## [What you are asked to do]
Given the entries that follow, write out exactly the lines starting at the one containing "Each <instance> must" and ending at the one containing "negative clicks: (29, 262)", both ends included, and only those.

## [Data]
____________________

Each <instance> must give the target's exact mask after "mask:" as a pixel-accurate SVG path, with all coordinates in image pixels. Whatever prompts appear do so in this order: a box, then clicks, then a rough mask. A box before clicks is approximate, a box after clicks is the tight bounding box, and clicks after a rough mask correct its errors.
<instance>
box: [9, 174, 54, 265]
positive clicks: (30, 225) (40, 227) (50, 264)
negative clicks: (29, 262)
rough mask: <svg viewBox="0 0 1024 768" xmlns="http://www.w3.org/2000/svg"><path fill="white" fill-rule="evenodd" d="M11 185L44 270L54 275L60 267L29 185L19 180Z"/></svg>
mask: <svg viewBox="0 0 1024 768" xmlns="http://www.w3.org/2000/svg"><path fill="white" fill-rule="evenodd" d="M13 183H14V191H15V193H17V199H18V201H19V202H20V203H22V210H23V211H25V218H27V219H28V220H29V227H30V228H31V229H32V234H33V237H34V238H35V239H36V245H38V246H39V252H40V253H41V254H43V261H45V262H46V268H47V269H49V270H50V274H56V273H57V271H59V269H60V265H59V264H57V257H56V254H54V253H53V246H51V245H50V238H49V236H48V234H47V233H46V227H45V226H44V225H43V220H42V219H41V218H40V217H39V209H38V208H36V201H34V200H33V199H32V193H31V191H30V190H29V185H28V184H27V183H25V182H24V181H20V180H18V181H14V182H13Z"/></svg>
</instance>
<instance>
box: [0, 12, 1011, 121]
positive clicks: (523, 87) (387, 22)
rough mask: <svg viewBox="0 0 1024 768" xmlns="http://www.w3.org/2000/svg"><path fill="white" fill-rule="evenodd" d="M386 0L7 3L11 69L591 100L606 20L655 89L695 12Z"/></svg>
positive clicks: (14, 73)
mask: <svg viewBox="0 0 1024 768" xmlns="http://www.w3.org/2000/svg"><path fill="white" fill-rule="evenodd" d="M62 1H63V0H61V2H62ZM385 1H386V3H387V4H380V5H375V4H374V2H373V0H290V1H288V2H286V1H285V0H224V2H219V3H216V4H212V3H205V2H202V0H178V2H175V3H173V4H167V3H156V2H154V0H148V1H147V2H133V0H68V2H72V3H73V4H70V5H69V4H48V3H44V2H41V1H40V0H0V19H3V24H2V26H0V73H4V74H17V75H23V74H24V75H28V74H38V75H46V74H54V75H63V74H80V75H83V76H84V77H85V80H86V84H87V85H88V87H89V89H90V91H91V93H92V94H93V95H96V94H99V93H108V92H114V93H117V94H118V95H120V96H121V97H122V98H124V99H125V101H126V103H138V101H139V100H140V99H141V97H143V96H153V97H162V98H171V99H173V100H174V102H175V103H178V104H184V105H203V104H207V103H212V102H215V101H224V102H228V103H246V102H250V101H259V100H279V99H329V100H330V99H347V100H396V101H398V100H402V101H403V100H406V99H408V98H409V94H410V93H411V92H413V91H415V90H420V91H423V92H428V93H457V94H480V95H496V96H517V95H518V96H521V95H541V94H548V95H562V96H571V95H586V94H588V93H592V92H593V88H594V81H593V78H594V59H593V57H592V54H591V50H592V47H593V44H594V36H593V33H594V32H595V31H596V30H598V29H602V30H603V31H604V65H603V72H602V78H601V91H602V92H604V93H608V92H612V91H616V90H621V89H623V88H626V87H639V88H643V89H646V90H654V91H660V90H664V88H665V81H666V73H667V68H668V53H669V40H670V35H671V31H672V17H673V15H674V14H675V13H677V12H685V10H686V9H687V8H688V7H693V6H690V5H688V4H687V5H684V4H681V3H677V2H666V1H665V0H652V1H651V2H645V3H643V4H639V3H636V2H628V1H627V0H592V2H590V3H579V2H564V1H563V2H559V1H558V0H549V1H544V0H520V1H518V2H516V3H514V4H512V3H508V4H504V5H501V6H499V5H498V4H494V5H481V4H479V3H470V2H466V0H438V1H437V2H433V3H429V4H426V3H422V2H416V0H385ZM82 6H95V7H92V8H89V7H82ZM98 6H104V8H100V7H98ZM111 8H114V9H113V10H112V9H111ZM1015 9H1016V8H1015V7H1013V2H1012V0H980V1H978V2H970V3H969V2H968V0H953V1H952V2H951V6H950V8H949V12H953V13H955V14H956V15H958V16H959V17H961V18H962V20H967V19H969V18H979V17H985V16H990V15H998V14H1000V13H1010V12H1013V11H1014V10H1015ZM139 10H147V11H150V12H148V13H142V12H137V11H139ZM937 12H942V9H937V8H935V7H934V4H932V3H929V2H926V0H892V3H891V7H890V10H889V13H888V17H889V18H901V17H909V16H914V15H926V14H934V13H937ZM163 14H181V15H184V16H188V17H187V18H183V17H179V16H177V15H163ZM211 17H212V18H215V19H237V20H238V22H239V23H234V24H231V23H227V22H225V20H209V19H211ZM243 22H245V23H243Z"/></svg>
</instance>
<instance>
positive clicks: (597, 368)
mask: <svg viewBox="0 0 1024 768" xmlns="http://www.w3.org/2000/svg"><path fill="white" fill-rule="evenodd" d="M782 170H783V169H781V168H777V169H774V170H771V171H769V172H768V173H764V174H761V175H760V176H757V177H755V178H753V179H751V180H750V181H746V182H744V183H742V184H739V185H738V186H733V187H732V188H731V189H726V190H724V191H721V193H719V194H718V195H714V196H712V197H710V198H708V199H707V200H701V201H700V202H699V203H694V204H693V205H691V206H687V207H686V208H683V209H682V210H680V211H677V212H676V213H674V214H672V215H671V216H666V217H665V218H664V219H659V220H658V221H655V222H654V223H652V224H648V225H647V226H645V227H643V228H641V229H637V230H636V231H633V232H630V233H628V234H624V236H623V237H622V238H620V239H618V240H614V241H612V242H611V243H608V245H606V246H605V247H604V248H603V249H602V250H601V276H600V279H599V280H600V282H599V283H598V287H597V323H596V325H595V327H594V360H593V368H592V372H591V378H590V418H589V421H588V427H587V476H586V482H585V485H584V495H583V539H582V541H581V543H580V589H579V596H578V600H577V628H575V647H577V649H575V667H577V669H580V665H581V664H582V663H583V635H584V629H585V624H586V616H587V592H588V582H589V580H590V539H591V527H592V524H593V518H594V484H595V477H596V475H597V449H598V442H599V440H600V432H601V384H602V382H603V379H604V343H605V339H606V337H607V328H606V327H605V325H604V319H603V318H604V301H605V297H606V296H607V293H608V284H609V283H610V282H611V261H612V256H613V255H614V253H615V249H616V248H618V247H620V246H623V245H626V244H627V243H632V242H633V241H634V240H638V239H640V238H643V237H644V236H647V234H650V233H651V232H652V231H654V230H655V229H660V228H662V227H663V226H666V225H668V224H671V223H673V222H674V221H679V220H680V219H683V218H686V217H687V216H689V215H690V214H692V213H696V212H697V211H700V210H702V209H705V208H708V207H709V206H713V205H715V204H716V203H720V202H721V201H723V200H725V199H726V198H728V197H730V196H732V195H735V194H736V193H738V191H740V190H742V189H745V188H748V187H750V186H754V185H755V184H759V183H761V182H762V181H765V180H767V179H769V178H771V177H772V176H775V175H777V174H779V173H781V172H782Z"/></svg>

____________________

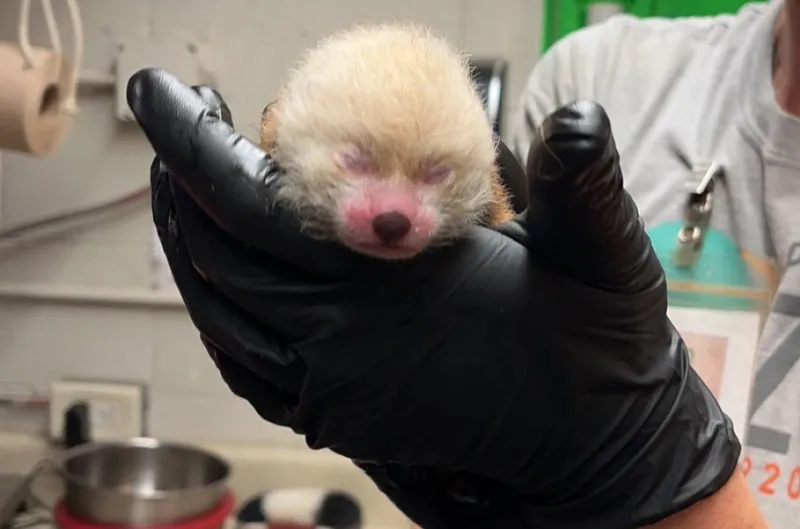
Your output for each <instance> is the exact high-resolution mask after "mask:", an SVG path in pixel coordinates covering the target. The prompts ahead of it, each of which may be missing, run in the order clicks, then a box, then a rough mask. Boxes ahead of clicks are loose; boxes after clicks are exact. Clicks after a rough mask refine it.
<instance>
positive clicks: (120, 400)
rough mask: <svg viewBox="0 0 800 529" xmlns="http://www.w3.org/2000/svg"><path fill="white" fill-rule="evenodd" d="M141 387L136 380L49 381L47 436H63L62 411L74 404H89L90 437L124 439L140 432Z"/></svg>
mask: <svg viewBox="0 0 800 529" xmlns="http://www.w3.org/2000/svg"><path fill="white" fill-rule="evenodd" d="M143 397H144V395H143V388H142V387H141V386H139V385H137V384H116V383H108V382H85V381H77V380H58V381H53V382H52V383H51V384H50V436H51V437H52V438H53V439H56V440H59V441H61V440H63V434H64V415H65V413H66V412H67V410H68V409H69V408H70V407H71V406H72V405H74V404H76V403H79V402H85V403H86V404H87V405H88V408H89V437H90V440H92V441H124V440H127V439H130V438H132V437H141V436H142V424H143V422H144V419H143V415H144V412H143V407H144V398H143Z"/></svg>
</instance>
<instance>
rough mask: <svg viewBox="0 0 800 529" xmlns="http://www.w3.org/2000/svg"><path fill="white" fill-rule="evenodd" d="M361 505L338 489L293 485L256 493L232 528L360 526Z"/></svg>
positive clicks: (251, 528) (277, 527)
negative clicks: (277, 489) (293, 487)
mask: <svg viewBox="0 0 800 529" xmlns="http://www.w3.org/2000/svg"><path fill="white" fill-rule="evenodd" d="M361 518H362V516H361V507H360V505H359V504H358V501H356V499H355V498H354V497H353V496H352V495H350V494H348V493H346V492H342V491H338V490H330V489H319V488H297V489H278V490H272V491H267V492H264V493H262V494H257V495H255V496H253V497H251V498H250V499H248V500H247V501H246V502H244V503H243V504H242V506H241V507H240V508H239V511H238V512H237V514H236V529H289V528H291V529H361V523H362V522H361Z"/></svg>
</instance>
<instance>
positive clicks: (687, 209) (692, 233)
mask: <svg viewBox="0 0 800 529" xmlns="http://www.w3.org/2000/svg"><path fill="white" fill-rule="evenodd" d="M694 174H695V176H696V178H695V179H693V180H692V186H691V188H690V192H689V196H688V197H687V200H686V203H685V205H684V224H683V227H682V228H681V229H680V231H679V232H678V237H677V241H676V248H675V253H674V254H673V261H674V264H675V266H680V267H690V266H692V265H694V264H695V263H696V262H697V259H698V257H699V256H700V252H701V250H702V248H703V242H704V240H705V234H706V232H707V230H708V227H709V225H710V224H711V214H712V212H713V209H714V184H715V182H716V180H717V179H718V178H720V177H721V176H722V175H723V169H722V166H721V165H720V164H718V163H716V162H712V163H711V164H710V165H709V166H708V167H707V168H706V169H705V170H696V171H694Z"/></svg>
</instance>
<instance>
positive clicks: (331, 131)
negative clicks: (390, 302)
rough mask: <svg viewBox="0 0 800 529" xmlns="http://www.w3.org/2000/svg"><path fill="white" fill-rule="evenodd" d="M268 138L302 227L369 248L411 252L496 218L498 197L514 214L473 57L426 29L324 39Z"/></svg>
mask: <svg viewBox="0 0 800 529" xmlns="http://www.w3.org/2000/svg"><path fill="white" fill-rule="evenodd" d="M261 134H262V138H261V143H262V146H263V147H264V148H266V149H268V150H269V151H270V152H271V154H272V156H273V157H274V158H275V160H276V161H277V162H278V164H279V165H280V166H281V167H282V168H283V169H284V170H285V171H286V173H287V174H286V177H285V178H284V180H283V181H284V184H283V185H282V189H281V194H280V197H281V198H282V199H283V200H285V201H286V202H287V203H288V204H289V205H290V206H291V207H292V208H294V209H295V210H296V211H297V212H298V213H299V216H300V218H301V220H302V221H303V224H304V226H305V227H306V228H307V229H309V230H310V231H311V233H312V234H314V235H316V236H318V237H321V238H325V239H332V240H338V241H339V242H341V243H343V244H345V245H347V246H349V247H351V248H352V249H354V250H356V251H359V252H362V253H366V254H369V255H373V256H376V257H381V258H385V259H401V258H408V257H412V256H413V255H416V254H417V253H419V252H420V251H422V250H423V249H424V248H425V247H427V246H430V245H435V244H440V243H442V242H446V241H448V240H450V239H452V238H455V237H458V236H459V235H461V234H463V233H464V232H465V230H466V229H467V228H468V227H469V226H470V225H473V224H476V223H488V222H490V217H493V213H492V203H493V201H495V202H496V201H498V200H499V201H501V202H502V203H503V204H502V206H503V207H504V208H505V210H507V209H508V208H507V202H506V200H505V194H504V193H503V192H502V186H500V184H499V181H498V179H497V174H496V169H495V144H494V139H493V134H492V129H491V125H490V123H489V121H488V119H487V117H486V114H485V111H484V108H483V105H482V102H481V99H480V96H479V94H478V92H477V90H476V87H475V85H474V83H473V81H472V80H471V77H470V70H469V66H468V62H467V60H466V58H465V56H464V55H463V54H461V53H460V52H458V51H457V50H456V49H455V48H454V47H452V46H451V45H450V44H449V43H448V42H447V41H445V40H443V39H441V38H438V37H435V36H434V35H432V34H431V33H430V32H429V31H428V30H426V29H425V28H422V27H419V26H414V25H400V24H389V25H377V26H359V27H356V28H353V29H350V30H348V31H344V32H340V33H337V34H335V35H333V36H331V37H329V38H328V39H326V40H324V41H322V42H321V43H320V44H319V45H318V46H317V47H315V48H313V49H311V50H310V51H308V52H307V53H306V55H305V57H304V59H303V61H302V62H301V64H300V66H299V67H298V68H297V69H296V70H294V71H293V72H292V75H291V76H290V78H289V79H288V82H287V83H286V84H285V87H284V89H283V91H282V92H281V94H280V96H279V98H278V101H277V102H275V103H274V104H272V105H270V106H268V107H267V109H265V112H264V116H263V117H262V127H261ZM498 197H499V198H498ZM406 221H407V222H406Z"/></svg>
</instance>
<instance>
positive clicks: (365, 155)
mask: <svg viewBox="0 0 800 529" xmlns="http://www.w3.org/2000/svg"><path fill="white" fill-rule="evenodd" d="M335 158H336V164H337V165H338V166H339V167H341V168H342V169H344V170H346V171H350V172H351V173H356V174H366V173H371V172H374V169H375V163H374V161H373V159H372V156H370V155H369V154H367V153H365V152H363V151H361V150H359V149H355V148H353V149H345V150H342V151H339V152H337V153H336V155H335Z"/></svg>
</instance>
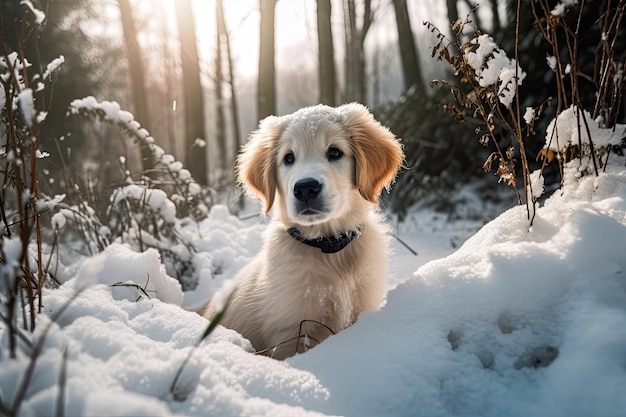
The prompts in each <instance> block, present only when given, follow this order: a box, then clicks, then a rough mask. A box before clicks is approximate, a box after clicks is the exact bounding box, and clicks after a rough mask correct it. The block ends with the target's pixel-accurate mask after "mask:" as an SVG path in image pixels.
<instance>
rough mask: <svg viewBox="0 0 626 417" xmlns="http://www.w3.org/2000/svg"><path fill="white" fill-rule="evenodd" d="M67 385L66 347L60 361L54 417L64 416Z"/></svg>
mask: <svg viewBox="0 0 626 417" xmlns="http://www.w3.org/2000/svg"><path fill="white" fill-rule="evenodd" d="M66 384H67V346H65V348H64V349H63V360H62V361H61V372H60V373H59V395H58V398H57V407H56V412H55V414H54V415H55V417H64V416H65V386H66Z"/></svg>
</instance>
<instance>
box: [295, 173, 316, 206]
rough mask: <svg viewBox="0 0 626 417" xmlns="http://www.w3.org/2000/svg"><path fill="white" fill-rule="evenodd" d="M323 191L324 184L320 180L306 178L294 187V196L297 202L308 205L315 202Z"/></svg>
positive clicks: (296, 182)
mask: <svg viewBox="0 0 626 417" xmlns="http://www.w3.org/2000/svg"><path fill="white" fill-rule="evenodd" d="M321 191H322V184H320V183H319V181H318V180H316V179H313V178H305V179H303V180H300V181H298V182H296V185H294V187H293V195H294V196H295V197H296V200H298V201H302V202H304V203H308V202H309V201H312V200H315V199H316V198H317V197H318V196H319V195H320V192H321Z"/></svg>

____________________

## [Response for this exercise]
Each <instance> must give the target's exact mask after "mask:" as a pixel-accurate SVG path, with all coordinates in image pixels. Whatever prompts appear do so in this order: a box, then clicks, then a rough mask. A box before clicks is approximate, a box after clicks is the tight bounding box, and clicks after a rough mask correct its errors.
<instance>
box: [9, 174, 54, 265]
positive clicks: (30, 225) (40, 227) (50, 264)
negative clicks: (29, 262)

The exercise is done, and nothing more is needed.